*EXERCISE*. Extract, verbatim, all lines starting at the one containing "For every instance of the cow's front" and ending with the final line of the listing, and no others.

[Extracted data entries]
________

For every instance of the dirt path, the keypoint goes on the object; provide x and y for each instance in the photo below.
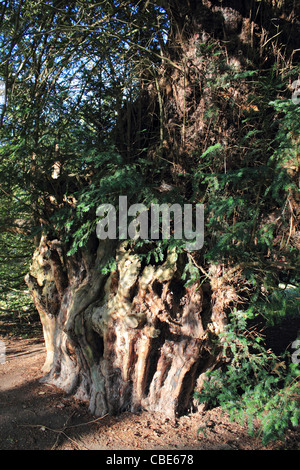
(34, 416)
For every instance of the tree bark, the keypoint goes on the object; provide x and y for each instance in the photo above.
(134, 339)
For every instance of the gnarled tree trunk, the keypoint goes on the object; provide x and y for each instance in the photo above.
(137, 338)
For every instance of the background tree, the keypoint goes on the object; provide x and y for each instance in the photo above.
(184, 102)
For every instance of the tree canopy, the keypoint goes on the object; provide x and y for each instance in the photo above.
(176, 102)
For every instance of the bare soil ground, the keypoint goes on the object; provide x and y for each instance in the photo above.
(35, 416)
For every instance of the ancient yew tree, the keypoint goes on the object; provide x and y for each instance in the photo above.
(164, 102)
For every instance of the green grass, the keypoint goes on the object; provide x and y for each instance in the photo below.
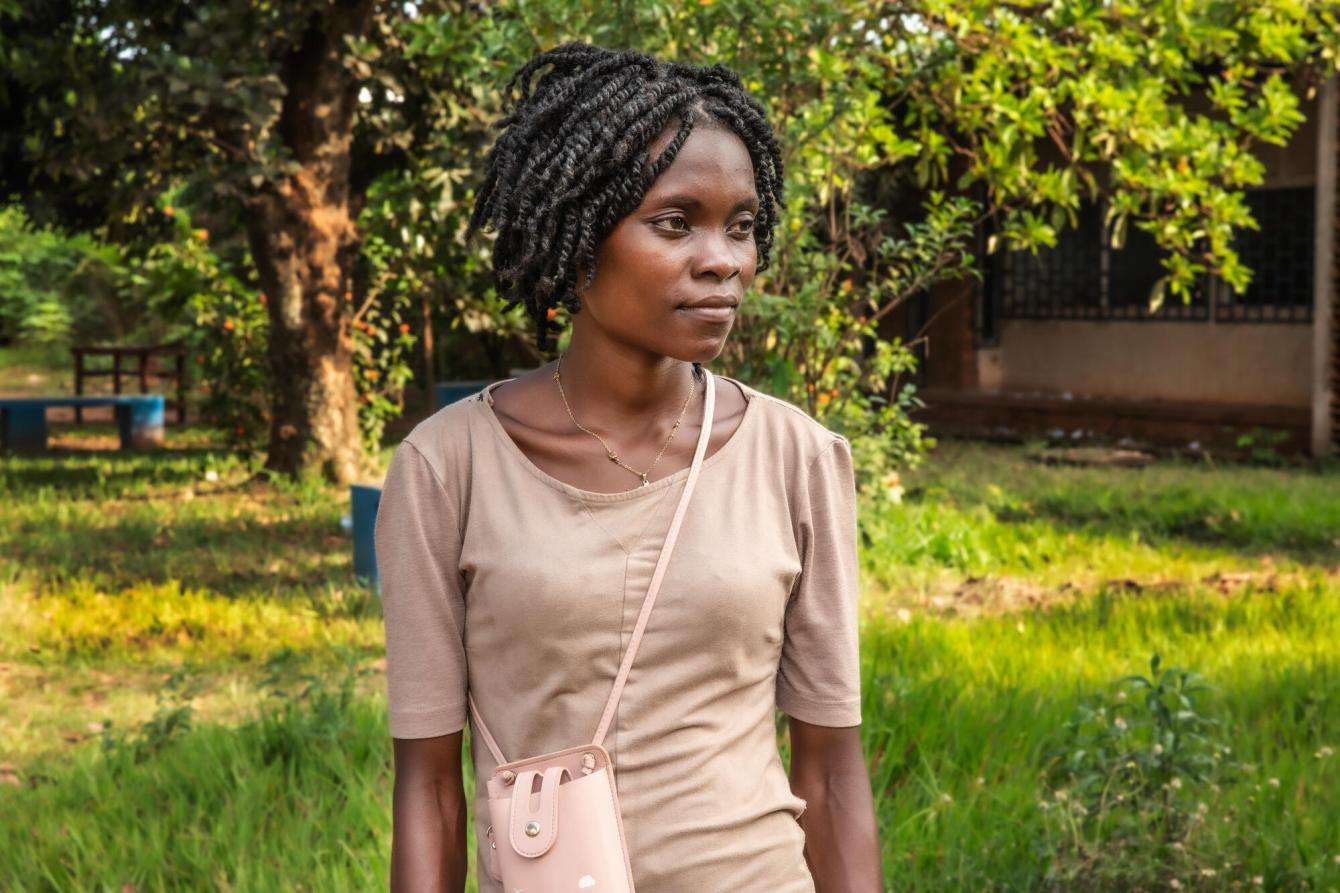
(157, 606)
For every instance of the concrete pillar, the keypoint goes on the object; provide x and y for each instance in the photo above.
(1325, 350)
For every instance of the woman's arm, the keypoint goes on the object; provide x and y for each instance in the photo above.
(842, 837)
(428, 817)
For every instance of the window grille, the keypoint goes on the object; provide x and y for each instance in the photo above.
(1084, 278)
(1280, 255)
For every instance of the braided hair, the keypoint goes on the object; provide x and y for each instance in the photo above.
(572, 161)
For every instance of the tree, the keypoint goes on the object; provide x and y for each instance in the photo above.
(280, 106)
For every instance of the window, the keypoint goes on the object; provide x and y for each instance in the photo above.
(1084, 278)
(1280, 255)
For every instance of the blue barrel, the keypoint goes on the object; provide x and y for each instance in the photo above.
(363, 502)
(449, 392)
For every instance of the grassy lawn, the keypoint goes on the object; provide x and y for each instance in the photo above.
(190, 680)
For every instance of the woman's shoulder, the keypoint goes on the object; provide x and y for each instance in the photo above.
(791, 427)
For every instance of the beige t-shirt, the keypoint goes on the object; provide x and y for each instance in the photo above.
(488, 562)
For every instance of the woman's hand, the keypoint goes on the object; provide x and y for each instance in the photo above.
(842, 838)
(429, 818)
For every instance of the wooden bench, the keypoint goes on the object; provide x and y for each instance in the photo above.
(23, 420)
(365, 499)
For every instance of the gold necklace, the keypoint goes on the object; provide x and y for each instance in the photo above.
(614, 456)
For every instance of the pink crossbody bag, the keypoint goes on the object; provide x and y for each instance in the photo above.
(555, 818)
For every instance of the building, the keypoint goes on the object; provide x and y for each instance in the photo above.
(1063, 341)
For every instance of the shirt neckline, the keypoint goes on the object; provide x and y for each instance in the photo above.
(485, 400)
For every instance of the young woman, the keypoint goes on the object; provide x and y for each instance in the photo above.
(519, 528)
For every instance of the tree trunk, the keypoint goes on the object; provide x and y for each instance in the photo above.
(304, 242)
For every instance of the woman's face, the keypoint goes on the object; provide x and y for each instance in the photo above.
(689, 240)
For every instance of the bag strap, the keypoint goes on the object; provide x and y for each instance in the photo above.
(606, 718)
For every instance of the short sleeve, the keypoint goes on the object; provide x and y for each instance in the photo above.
(819, 673)
(418, 547)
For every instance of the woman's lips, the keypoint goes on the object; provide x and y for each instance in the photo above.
(710, 314)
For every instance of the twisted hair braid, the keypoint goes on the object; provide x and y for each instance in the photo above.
(571, 161)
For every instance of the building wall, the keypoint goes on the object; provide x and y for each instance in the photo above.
(1246, 364)
(1185, 361)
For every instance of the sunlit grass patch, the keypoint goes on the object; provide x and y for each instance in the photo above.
(982, 512)
(161, 621)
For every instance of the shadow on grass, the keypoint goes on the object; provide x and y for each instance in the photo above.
(302, 791)
(247, 555)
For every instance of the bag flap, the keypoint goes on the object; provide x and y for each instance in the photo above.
(533, 830)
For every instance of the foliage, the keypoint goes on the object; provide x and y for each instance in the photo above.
(56, 288)
(1155, 103)
(905, 126)
(1130, 786)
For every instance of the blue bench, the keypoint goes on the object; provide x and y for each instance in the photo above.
(365, 498)
(23, 420)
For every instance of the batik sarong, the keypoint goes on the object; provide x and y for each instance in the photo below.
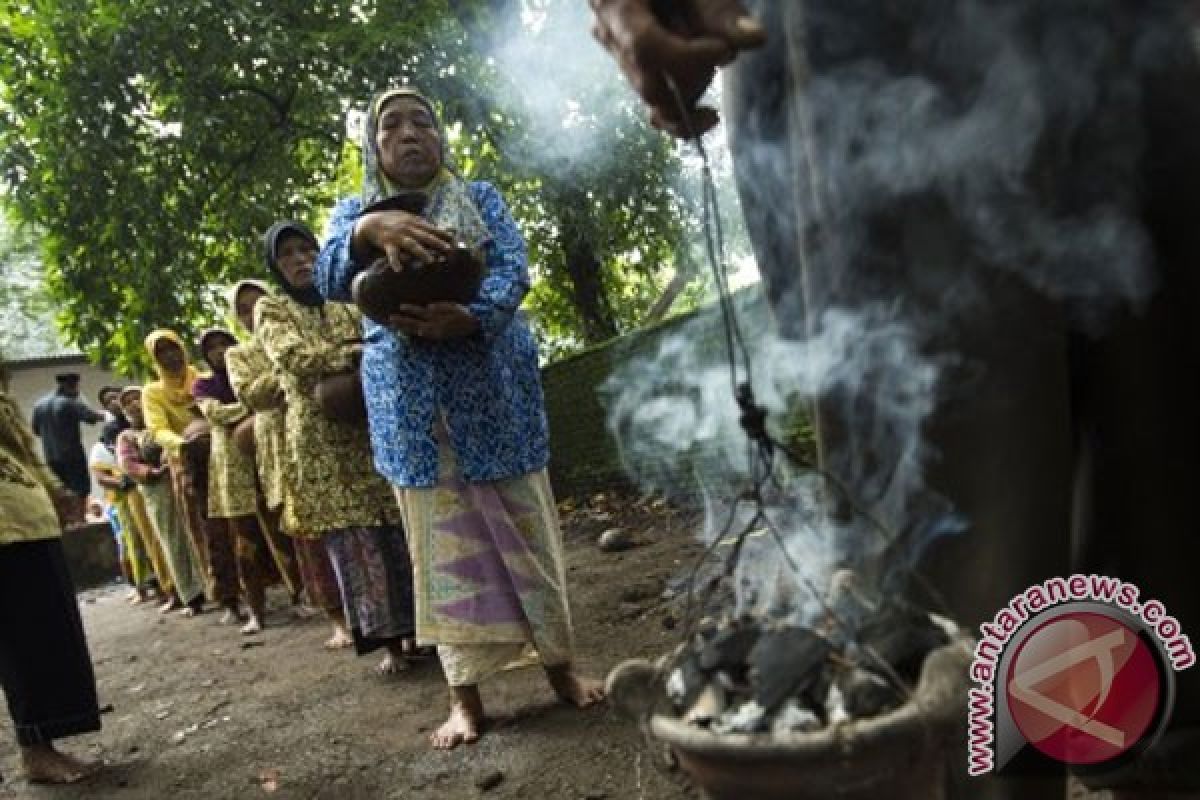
(489, 577)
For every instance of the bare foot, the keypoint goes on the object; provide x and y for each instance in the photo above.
(45, 764)
(580, 692)
(462, 728)
(303, 611)
(232, 617)
(340, 641)
(171, 606)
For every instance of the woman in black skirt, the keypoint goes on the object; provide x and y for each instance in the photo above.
(45, 666)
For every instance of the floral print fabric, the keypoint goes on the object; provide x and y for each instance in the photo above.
(331, 483)
(486, 386)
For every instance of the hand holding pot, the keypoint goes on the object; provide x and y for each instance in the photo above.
(402, 236)
(684, 41)
(438, 320)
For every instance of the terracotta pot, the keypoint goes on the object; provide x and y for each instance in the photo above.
(379, 290)
(898, 756)
(340, 397)
(244, 435)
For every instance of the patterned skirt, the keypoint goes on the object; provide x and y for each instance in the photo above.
(489, 575)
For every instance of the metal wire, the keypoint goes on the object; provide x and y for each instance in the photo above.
(761, 446)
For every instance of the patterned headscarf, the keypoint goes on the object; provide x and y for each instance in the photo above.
(450, 205)
(178, 385)
(309, 295)
(215, 385)
(235, 292)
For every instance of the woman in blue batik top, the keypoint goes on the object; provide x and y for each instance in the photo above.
(457, 421)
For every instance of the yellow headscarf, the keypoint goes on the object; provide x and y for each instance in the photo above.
(177, 386)
(232, 299)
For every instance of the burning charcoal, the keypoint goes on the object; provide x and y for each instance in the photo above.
(677, 690)
(835, 707)
(709, 705)
(795, 719)
(786, 662)
(685, 681)
(748, 717)
(901, 636)
(865, 693)
(729, 648)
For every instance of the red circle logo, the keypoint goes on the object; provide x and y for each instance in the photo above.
(1084, 687)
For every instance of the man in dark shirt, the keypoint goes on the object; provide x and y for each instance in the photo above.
(57, 419)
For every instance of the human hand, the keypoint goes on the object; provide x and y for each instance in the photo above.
(403, 238)
(438, 320)
(654, 52)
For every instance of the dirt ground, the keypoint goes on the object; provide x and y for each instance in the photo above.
(196, 713)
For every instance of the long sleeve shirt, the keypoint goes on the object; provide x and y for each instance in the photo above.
(232, 486)
(257, 384)
(485, 388)
(57, 420)
(27, 509)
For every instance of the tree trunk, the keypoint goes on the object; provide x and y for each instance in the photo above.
(588, 294)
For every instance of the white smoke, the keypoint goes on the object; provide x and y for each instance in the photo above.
(675, 415)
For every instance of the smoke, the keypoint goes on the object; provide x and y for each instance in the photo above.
(573, 106)
(948, 148)
(675, 416)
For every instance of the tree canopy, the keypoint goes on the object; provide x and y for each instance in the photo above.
(151, 143)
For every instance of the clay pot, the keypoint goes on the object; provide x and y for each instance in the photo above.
(244, 435)
(899, 756)
(379, 290)
(340, 397)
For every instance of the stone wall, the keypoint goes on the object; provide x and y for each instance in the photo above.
(91, 555)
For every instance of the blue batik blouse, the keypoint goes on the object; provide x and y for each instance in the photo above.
(485, 386)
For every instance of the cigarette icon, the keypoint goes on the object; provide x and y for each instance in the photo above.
(1101, 649)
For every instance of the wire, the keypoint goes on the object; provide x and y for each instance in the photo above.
(761, 446)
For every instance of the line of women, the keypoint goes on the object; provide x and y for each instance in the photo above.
(455, 441)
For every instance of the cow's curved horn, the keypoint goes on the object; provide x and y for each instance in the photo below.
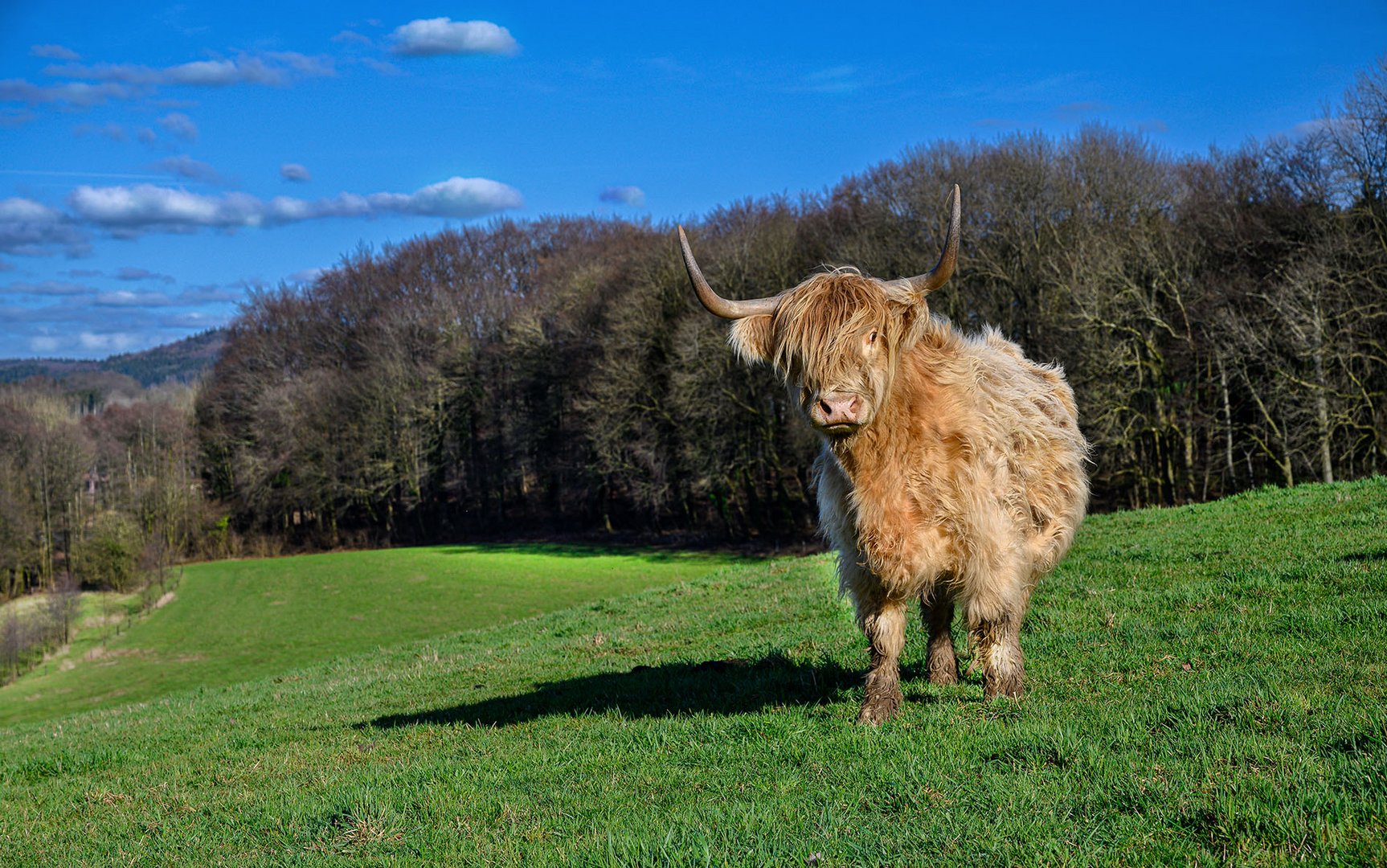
(936, 276)
(723, 307)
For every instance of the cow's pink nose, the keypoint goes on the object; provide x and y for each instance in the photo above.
(840, 409)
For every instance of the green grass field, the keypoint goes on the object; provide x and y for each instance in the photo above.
(239, 620)
(1205, 686)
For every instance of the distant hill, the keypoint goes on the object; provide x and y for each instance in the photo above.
(183, 361)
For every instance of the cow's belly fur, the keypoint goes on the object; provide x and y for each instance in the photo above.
(976, 512)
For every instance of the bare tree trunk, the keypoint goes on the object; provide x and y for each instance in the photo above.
(1228, 424)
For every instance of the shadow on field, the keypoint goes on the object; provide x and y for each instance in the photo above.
(580, 550)
(714, 686)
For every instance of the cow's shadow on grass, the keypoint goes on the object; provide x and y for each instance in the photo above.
(714, 686)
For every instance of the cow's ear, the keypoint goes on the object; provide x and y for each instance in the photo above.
(913, 317)
(751, 338)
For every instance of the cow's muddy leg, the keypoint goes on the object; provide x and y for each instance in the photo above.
(936, 612)
(884, 623)
(997, 649)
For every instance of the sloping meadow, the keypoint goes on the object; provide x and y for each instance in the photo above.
(1205, 686)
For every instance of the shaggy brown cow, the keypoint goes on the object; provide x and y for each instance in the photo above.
(951, 466)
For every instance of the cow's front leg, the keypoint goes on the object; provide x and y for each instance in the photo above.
(884, 623)
(997, 649)
(936, 612)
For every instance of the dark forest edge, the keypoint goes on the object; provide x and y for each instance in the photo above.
(183, 361)
(1222, 321)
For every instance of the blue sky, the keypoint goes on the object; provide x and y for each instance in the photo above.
(157, 160)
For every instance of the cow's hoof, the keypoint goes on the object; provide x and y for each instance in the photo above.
(1003, 686)
(880, 709)
(943, 676)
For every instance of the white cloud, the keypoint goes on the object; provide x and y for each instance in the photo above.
(273, 68)
(55, 51)
(189, 168)
(32, 229)
(307, 275)
(623, 196)
(141, 273)
(181, 125)
(47, 287)
(74, 93)
(110, 342)
(125, 298)
(433, 36)
(293, 171)
(351, 36)
(111, 131)
(128, 211)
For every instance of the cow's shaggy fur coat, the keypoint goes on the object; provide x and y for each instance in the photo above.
(963, 485)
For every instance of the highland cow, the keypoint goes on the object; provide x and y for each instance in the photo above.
(951, 466)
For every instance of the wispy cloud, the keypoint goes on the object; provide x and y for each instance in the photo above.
(179, 125)
(1083, 107)
(97, 84)
(55, 51)
(74, 93)
(435, 36)
(128, 211)
(835, 80)
(111, 131)
(47, 287)
(189, 168)
(141, 273)
(307, 275)
(351, 38)
(271, 68)
(623, 196)
(30, 229)
(125, 298)
(294, 172)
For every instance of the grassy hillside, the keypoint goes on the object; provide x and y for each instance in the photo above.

________

*OUTPUT*.
For every instance of the cow's front leg, the keypoint goes on the object; provide x and y for each instance in the photo above.
(884, 623)
(997, 649)
(936, 612)
For every instance of the dark forest edge, the keypoint goes on the object; provide x and y for each instance in the photo above.
(183, 361)
(1222, 321)
For every instance of the blue sky, the keypoint goes on the object; provide x and y for each instance in the photo above.
(157, 160)
For every instance of the cow's hoof, the keypoint goes on the object; provide x and y for each instance in the photo above.
(1003, 686)
(880, 709)
(943, 676)
For every instance of the white cloud, the keypoint goes on the object; provide x and y for each instance in the photo above.
(273, 68)
(55, 51)
(189, 168)
(32, 229)
(307, 275)
(623, 196)
(141, 273)
(181, 125)
(47, 287)
(74, 93)
(110, 342)
(125, 298)
(433, 36)
(293, 171)
(351, 36)
(111, 131)
(128, 211)
For every instance of the cow's shaggy fur coat, the keypoint goes on the object; provide x and y for each instance in the photo above.
(963, 485)
For every instance of the highland cow, the keypoint goes on the object; provide x and y for each instance in the photo above.
(951, 466)
For every instance of the wispy cloud, the keypoint goes on the object; provide x and y for each instance in the photo above.
(179, 125)
(1083, 107)
(97, 84)
(55, 51)
(74, 93)
(435, 36)
(128, 211)
(835, 80)
(111, 131)
(47, 287)
(189, 168)
(141, 273)
(307, 275)
(351, 38)
(271, 68)
(623, 196)
(30, 229)
(125, 298)
(294, 172)
For every instance of the grassy hillside, the keypoint goes on the object; provide x and y for each instance in the photo above.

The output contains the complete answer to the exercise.